* [Goal]:
Write out the records below once more, exactly as they stand.

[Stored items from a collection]

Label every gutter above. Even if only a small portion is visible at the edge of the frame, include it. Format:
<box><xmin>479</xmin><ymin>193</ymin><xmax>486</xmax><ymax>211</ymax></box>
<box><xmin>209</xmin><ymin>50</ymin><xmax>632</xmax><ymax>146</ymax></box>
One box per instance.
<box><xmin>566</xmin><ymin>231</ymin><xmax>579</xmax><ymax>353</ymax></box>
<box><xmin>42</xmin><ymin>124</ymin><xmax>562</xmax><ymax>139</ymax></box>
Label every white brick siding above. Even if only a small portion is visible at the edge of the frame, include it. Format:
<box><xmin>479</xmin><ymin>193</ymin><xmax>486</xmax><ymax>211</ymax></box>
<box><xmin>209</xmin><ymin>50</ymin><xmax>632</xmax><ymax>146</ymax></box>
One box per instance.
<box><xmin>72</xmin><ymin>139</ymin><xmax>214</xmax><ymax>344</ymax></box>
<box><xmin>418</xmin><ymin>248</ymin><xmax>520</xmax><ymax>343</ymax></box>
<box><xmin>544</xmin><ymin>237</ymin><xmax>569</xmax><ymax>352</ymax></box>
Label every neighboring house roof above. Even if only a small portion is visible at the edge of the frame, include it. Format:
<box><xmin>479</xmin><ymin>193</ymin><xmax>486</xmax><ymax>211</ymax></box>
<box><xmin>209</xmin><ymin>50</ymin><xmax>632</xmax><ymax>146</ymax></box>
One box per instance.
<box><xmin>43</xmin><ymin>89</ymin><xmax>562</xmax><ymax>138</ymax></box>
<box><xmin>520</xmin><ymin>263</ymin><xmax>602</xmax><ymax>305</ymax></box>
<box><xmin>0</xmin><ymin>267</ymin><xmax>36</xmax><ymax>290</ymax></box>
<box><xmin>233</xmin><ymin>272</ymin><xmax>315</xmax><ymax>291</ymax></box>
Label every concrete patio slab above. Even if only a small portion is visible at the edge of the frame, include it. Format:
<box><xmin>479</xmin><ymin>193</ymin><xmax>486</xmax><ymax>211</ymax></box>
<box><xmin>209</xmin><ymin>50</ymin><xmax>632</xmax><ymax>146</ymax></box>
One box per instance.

* [Result]:
Label every gutter above. Even if only a small portion is visible at the edge of the frame, include it. Format:
<box><xmin>479</xmin><ymin>193</ymin><xmax>486</xmax><ymax>211</ymax></box>
<box><xmin>209</xmin><ymin>50</ymin><xmax>632</xmax><ymax>146</ymax></box>
One box per instance.
<box><xmin>566</xmin><ymin>231</ymin><xmax>579</xmax><ymax>353</ymax></box>
<box><xmin>42</xmin><ymin>124</ymin><xmax>562</xmax><ymax>139</ymax></box>
Label every white brick siding above. Even if only a small portion is visible at the edge of the frame, include it. Format:
<box><xmin>479</xmin><ymin>193</ymin><xmax>486</xmax><ymax>211</ymax></box>
<box><xmin>209</xmin><ymin>50</ymin><xmax>632</xmax><ymax>146</ymax></box>
One box per instance.
<box><xmin>72</xmin><ymin>139</ymin><xmax>214</xmax><ymax>344</ymax></box>
<box><xmin>418</xmin><ymin>248</ymin><xmax>520</xmax><ymax>343</ymax></box>
<box><xmin>544</xmin><ymin>237</ymin><xmax>569</xmax><ymax>352</ymax></box>
Label every neighboring house roof above. Even if only a small portion is visible at the edge of the frame, include it. Format:
<box><xmin>479</xmin><ymin>193</ymin><xmax>486</xmax><ymax>211</ymax></box>
<box><xmin>209</xmin><ymin>50</ymin><xmax>632</xmax><ymax>146</ymax></box>
One box per instance.
<box><xmin>43</xmin><ymin>89</ymin><xmax>562</xmax><ymax>138</ymax></box>
<box><xmin>520</xmin><ymin>263</ymin><xmax>602</xmax><ymax>305</ymax></box>
<box><xmin>0</xmin><ymin>267</ymin><xmax>36</xmax><ymax>290</ymax></box>
<box><xmin>233</xmin><ymin>272</ymin><xmax>315</xmax><ymax>291</ymax></box>
Label every concrete patio slab above. Even if only a small portion is visible at the edge of the frame, include it. Format:
<box><xmin>479</xmin><ymin>193</ymin><xmax>486</xmax><ymax>211</ymax></box>
<box><xmin>209</xmin><ymin>50</ymin><xmax>632</xmax><ymax>146</ymax></box>
One box per instance.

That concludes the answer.